Object location annotation data:
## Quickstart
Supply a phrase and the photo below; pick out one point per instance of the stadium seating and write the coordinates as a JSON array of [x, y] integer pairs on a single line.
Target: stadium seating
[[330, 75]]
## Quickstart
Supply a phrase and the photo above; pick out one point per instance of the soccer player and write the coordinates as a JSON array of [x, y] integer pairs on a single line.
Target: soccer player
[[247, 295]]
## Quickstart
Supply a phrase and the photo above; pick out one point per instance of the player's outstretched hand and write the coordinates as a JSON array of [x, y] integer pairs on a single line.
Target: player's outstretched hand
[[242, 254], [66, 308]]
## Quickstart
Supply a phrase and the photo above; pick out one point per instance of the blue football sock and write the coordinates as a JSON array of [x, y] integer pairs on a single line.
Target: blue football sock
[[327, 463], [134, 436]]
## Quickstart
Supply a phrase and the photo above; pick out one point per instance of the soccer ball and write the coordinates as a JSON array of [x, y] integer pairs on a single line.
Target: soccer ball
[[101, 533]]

Objective: Return all of the entries above verbatim, preserving every line and its order.

Final result:
## Quickstart
Supply a phrase and the photo below; pick out one point per instance of the stadium seating and write the coordinates as a JSON array of [x, y] integer pairs on a single line.
Target: stadium seating
[[330, 75]]
## Quickstart
Supply a phrase and the photo above; pick out one point per instance of the soccer player and write the coordinates as a JSON array of [x, y] integer pairs on a single line.
Target: soccer player
[[247, 295]]
## Quickstart
Supply a phrase and the photo above; pick out one point per instance of the player's outstretched hand and write the coordinates as a JSON array of [x, y] integer pairs on a single line.
Target: player's outstretched hand
[[242, 254], [66, 308]]
## Quickstart
Supply a phrase and the photo above; pick out one point per instance of the blue football sock and write the coordinates as a JSON array of [x, y] integer pairs on a single line.
Target: blue football sock
[[327, 463], [134, 436]]
## Quickstart
Supply a phrase and the photo above; pick out one point per instance of the soccer ball and write the coordinates as a JSON array of [x, y] integer pairs on a single line.
Target: soccer ball
[[101, 533]]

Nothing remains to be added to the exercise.